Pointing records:
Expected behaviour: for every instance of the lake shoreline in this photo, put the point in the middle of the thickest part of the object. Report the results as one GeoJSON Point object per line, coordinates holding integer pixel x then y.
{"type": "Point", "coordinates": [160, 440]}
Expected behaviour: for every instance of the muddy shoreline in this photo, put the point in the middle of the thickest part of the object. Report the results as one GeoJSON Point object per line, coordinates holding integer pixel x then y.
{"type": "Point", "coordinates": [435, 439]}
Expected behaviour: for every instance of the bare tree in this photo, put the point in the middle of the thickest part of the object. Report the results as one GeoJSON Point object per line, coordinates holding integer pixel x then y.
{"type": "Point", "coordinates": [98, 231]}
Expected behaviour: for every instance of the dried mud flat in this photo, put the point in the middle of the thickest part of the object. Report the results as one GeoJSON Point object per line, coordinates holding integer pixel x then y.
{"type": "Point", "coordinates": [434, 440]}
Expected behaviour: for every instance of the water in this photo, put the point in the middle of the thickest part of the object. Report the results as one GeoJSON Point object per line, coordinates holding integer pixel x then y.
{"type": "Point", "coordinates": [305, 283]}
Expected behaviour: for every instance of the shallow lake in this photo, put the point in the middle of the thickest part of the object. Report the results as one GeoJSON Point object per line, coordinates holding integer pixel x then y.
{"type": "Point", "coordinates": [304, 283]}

(Your goal): Rewrite the data from the line containing "Expected behaviour: for every instance of the dried" through the end of the data, swapping "thickest part" for "widest part" and leaving everything else as it is.

(Output for this exercise):
Expected behaviour: for every instance of the dried mud flat in this photo, put the point in the middle of the widest part of the object. Report the results as one GeoJSON Point object per line, coordinates holding integer pixel x then y.
{"type": "Point", "coordinates": [434, 440]}
Expected behaviour: for every instance of the water in this photo, put the point in the middle of the widest part of the object. Report the results as one GeoJSON Point object per line, coordinates holding integer pixel x then y.
{"type": "Point", "coordinates": [305, 283]}
Expected behaviour: for every instance of the shallow lake in this photo, put the point in the middle of the widest part of the object. Report the results as one GeoJSON Point object per line, coordinates holding integer pixel x then y.
{"type": "Point", "coordinates": [304, 283]}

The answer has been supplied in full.